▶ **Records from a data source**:
::::
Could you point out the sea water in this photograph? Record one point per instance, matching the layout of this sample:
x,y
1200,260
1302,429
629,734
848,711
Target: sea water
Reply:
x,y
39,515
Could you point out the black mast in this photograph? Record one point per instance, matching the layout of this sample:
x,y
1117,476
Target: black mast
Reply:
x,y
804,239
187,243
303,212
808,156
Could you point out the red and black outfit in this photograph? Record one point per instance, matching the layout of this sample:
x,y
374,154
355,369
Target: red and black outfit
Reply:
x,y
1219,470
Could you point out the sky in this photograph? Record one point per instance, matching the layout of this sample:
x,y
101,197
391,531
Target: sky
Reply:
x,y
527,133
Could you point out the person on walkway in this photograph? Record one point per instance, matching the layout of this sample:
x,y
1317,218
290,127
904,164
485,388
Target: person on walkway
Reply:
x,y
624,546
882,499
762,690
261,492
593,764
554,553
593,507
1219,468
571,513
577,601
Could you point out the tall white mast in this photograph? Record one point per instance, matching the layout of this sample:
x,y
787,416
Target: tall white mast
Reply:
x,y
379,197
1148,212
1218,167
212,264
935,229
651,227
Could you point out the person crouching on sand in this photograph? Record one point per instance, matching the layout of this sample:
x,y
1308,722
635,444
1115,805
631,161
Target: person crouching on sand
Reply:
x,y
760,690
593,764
::::
▶ **Your goal**: Take the line with "Could you point out the black" and all lines after it through the end of the records, and write them out exactly; include nothing else.

▶ **Correct output**:
Could you point out the black mast in this photograph? Record one point per instance, matching the layout of this sample:
x,y
1117,476
Target: black mast
Reply:
x,y
804,239
187,243
303,212
808,156
Could you point out the red and black outfit in this photograph? Record one point per instance, matching the layout of this sample:
x,y
374,154
355,369
Target: red and black outfit
Reply:
x,y
1219,470
Could you point out the sky in this photograph? Record one point per instance, matching the layout of this sample:
x,y
101,197
391,531
Target: sky
Reply:
x,y
527,133
Could you point out the person on walkway in this photograph? Record one point per instance, matching the layout of this sample:
x,y
1317,218
290,127
904,164
485,388
Target: person on walkway
Reply:
x,y
624,546
882,499
762,690
261,492
593,764
554,553
593,507
1219,468
571,513
577,601
Could you point out the tall white mast in this photograph? Record one point per instance, matching the layout of this sample:
x,y
787,416
Target: tall white mast
Reply:
x,y
379,197
1148,212
1218,167
212,264
935,229
651,227
Could you point out the person crouching on sand in this photograph? Record one point per instance, matching the layout of this sample:
x,y
1308,722
635,444
1115,805
631,161
Target: person crouching on sand
Reply:
x,y
760,690
593,764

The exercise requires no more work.